Begin LISTED RECORDS

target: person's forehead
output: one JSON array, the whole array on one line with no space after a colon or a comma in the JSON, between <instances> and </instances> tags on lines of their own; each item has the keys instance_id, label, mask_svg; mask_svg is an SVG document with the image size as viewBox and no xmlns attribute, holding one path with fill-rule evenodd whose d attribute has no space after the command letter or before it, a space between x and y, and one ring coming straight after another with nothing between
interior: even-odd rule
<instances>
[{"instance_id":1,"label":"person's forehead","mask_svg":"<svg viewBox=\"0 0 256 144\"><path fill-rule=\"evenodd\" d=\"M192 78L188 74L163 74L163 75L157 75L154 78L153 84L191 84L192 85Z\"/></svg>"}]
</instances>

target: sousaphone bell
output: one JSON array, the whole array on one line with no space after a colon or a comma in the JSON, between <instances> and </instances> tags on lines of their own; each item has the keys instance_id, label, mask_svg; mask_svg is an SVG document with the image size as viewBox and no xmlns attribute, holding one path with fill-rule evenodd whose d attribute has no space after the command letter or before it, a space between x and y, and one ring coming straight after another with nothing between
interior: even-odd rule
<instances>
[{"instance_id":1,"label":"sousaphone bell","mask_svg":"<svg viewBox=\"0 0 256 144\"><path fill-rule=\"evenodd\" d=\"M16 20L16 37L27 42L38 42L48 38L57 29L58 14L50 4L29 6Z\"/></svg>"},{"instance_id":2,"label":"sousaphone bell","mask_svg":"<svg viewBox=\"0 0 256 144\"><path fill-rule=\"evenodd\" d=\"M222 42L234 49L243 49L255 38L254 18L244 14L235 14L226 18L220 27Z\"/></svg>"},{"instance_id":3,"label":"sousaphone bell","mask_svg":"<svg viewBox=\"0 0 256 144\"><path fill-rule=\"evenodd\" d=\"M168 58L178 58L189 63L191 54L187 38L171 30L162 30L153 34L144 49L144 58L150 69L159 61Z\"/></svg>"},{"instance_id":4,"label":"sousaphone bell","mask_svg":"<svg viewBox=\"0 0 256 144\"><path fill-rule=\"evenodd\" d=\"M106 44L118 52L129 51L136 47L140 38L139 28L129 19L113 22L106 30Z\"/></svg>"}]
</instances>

End LISTED RECORDS

**INSTRUCTIONS FOR THE TASK**
Recast all the items above as a two-column CSV with the header input,output, writing one row per item with the item's text in the first column and its answer in the second. Put each field in double quotes and replace every line break inside a field with a space.

**CORRECT ANSWER**
input,output
"target: person's forehead output: one JSON array, the whole array on one line with no space after a colon or a comma in the JSON, between <instances> and </instances> tags on lines of their own; each item has the keys instance_id, label, mask_svg; mask_svg is an SVG document with the image size as viewBox and no xmlns attribute, holding one path with fill-rule evenodd whose d attribute has no space after the command letter or before it, a space between x and y, and one ring coming straight after another with nothing between interior: even-odd rule","<instances> [{""instance_id"":1,""label"":""person's forehead"",""mask_svg"":""<svg viewBox=\""0 0 256 144\""><path fill-rule=\""evenodd\"" d=\""M192 78L188 74L163 74L163 75L157 75L154 78L153 84L191 84L192 85Z\""/></svg>""}] </instances>"
"target: sousaphone bell output: one JSON array, the whole array on one line with no space after a colon or a comma in the JSON, between <instances> and </instances> tags on lines of their own; each item has the keys instance_id, label, mask_svg; mask_svg is an SVG document with the image size as viewBox and no xmlns attribute, holding one path with fill-rule evenodd whose d attribute has no space after the command letter or before it, a space between x and y, and one ring coming straight after another with nothing between interior: even-odd rule","<instances> [{""instance_id"":1,""label"":""sousaphone bell"",""mask_svg"":""<svg viewBox=\""0 0 256 144\""><path fill-rule=\""evenodd\"" d=\""M16 20L16 37L27 42L38 42L48 38L57 29L58 14L50 4L29 6Z\""/></svg>""},{""instance_id"":2,""label"":""sousaphone bell"",""mask_svg"":""<svg viewBox=\""0 0 256 144\""><path fill-rule=\""evenodd\"" d=\""M222 42L234 49L243 49L255 38L254 18L244 14L235 14L226 18L220 27Z\""/></svg>""},{""instance_id"":3,""label"":""sousaphone bell"",""mask_svg"":""<svg viewBox=\""0 0 256 144\""><path fill-rule=\""evenodd\"" d=\""M168 58L178 58L189 63L191 54L187 38L171 30L162 30L153 34L144 49L144 58L150 69L159 61Z\""/></svg>""},{""instance_id"":4,""label"":""sousaphone bell"",""mask_svg"":""<svg viewBox=\""0 0 256 144\""><path fill-rule=\""evenodd\"" d=\""M106 44L118 52L129 51L136 47L140 38L139 28L129 19L113 22L106 30Z\""/></svg>""}] </instances>"